DIRECTION: In the review of Lady, write out everything from "By Vivian Nneka" down to "different cinematic lens.", swapping "debut feature" for "first feature".

EXTRACT PROVIDED:
— Begin —
Sundance 2026: Olive Nwosu’s “Lady” Weaves Dreams, Trauma, and Chaos into a Gender-Aware Debut

Lady

Lady confronts its subjects from the angle of dreams, trauma, and survival within the context of the country’s systemic dysfunction, specifically set in the commercial and cultural capital, Lagos.

By Vivian Nneka Nwajiaku

Nigeria’s return to Sundance after C.J. Obasi’s 2023 Mami Wata triumph arrives in the form of the striking, if occasionally shaky, UK-co-produced Lady, the debut feature from Lagos-born, London-based Nigerian filmmaker Olive Nwosu. As women-focused as its Sundance predecessor, and as political, Lady similarly grapples with governmental failure, colonial legacy, and the idea of revolution, though from a starkly different cinematic lens.

Where Mami Wata sets up a matriarchal fantasy world as an allegory through which Obasi deals with his themes, Lady confronts its subjects from the angle of dreams, trauma, and survival within the context of the country’s systemic dysfunction, specifically set in the commercial and cultural capital, Lagos.

In that sense, Lady recalls Arie and Chuko Esiri’s Eyimofe: This Is My Desire (2020), the Nigerian indie darling that introduced the Berlin International Film Festival to Nigerian cinema, at least as far as features are concerned. As such, it is not too much of a surprise, though it is impressive, that following its Sundance premiere, Lady is set to put Lagos survival back on the Berlinale screen this February.
— End —
Shape boundary entries:
— Begin —
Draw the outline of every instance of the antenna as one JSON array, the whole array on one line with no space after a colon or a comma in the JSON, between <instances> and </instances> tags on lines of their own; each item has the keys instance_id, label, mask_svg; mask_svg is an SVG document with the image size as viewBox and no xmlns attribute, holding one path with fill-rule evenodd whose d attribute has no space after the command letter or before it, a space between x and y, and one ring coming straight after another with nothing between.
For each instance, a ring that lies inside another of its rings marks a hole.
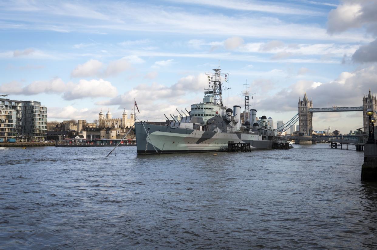
<instances>
[{"instance_id":1,"label":"antenna","mask_svg":"<svg viewBox=\"0 0 377 250\"><path fill-rule=\"evenodd\" d=\"M250 94L250 91L249 89L250 88L250 84L247 83L247 80L246 80L245 83L244 84L244 90L241 93L237 93L237 95L239 95L242 96L245 96L245 111L244 113L244 123L247 121L250 120L250 96L252 96L257 93L253 93ZM253 98L252 97L251 98Z\"/></svg>"},{"instance_id":2,"label":"antenna","mask_svg":"<svg viewBox=\"0 0 377 250\"><path fill-rule=\"evenodd\" d=\"M224 87L221 84L221 76L225 76L225 81L228 82L228 73L221 73L221 70L220 67L220 60L219 60L219 67L212 70L215 71L214 73L208 73L206 75L208 76L208 82L209 86L205 90L208 90L204 92L205 94L212 94L213 96L213 102L216 105L218 105L221 107L224 106L222 102L222 90L230 89L230 88Z\"/></svg>"}]
</instances>

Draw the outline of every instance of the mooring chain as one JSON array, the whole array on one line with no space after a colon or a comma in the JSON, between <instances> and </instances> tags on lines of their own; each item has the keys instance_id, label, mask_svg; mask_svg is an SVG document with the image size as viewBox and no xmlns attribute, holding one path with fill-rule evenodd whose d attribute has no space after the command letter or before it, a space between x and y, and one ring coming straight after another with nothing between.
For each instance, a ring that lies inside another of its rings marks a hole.
<instances>
[{"instance_id":1,"label":"mooring chain","mask_svg":"<svg viewBox=\"0 0 377 250\"><path fill-rule=\"evenodd\" d=\"M143 124L143 126L144 127L144 130L145 131L145 133L147 134L147 137L149 139L149 141L150 142L150 144L152 144L152 146L153 146L153 148L155 149L155 150L156 150L156 152L159 155L160 154L158 153L158 151L157 151L157 149L156 149L156 147L155 147L155 145L153 145L153 143L152 142L152 140L150 139L150 137L149 137L149 134L147 132L147 130L145 128L145 126L144 125L144 123L143 123L142 124ZM148 143L148 142L147 142L147 143Z\"/></svg>"},{"instance_id":2,"label":"mooring chain","mask_svg":"<svg viewBox=\"0 0 377 250\"><path fill-rule=\"evenodd\" d=\"M135 124L134 124L133 125L132 127L130 128L130 130L128 131L128 132L127 132L127 133L126 134L126 135L124 136L123 137L123 138L122 138L122 140L121 140L121 141L120 142L119 142L118 143L118 144L116 144L116 146L115 146L115 147L111 151L110 151L110 152L109 153L109 154L108 154L106 156L106 157L107 157L107 156L109 156L109 155L110 155L110 154L111 154L112 153L113 151L115 150L115 149L116 148L116 147L117 147L118 146L118 145L119 145L119 144L120 144L121 142L122 142L123 141L123 140L124 139L124 138L126 138L126 137L127 136L127 135L128 135L128 134L130 132L131 132L131 130L132 129L132 128L133 127L133 126L134 125L135 125Z\"/></svg>"}]
</instances>

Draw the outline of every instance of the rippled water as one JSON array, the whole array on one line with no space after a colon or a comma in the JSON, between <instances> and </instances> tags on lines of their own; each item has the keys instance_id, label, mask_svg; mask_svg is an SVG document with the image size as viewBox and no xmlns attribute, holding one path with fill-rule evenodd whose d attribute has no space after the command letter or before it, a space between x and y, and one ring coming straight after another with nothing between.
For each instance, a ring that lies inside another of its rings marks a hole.
<instances>
[{"instance_id":1,"label":"rippled water","mask_svg":"<svg viewBox=\"0 0 377 250\"><path fill-rule=\"evenodd\" d=\"M363 152L111 149L0 148L0 248L377 248Z\"/></svg>"}]
</instances>

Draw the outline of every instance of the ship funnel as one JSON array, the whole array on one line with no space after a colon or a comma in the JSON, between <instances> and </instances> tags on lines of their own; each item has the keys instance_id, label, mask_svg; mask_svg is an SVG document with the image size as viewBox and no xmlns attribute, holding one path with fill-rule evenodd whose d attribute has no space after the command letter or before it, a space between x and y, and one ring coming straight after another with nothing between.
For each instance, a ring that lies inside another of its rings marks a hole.
<instances>
[{"instance_id":1,"label":"ship funnel","mask_svg":"<svg viewBox=\"0 0 377 250\"><path fill-rule=\"evenodd\" d=\"M250 124L253 124L257 122L257 110L252 108L250 110Z\"/></svg>"},{"instance_id":2,"label":"ship funnel","mask_svg":"<svg viewBox=\"0 0 377 250\"><path fill-rule=\"evenodd\" d=\"M238 130L239 130L241 128L241 106L238 105L234 105L233 106L233 115L234 117L234 120L238 121L238 123L236 125L236 128Z\"/></svg>"}]
</instances>

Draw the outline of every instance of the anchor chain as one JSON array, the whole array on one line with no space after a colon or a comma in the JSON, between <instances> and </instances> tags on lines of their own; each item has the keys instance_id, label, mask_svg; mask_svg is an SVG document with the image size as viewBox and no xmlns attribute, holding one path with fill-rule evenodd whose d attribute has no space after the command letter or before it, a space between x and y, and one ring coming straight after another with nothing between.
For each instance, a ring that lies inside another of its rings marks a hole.
<instances>
[{"instance_id":1,"label":"anchor chain","mask_svg":"<svg viewBox=\"0 0 377 250\"><path fill-rule=\"evenodd\" d=\"M127 135L128 135L128 134L130 133L130 132L131 132L131 130L132 129L132 128L133 127L133 126L134 125L135 125L135 124L134 124L133 125L132 127L130 128L130 130L128 131L128 132L127 132L127 133L126 134L124 135L124 136L123 137L123 138L122 139L122 140L121 140L121 141L120 142L119 142L118 143L118 144L116 144L116 146L115 146L115 147L111 151L110 151L110 152L109 153L109 154L108 154L106 156L106 157L107 157L107 156L109 156L109 155L110 155L110 154L111 154L112 153L113 151L115 150L115 149L116 148L116 147L117 147L118 146L118 145L119 145L119 144L120 144L121 142L122 142L123 141L123 140L124 139L124 138L126 138L126 137L127 136Z\"/></svg>"},{"instance_id":2,"label":"anchor chain","mask_svg":"<svg viewBox=\"0 0 377 250\"><path fill-rule=\"evenodd\" d=\"M156 152L158 154L158 155L159 155L159 153L158 151L157 151L157 149L156 149L156 147L155 147L155 145L153 145L153 143L152 142L152 140L150 139L150 137L149 137L149 134L147 132L147 130L145 128L145 126L144 125L144 123L143 123L142 124L143 124L143 126L144 127L144 130L145 131L145 133L147 134L147 137L148 137L148 139L149 139L149 141L150 142L150 144L153 146L153 148L154 148L155 150L156 150ZM148 143L148 142L147 142L147 143Z\"/></svg>"}]
</instances>

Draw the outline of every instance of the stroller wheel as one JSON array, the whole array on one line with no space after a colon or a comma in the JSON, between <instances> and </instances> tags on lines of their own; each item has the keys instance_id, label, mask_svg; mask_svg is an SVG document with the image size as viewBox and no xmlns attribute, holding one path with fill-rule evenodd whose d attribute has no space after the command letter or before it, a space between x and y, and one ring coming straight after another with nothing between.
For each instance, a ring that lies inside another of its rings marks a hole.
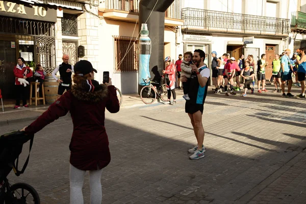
— End —
RESULT OF THIS TASK:
By Vivian Nneka Nwajiaku

Nigeria’s return to Sundance after C.J. Obasi’s 2023 Mami Wata triumph arrives in the form of the striking, if occasionally shaky, UK-co-produced Lady, the first feature from Lagos-born, London-based Nigerian filmmaker Olive Nwosu. As women-focused as its Sundance predecessor, and as political, Lady similarly grapples with governmental failure, colonial legacy, and the idea of revolution, though from a starkly different cinematic lens.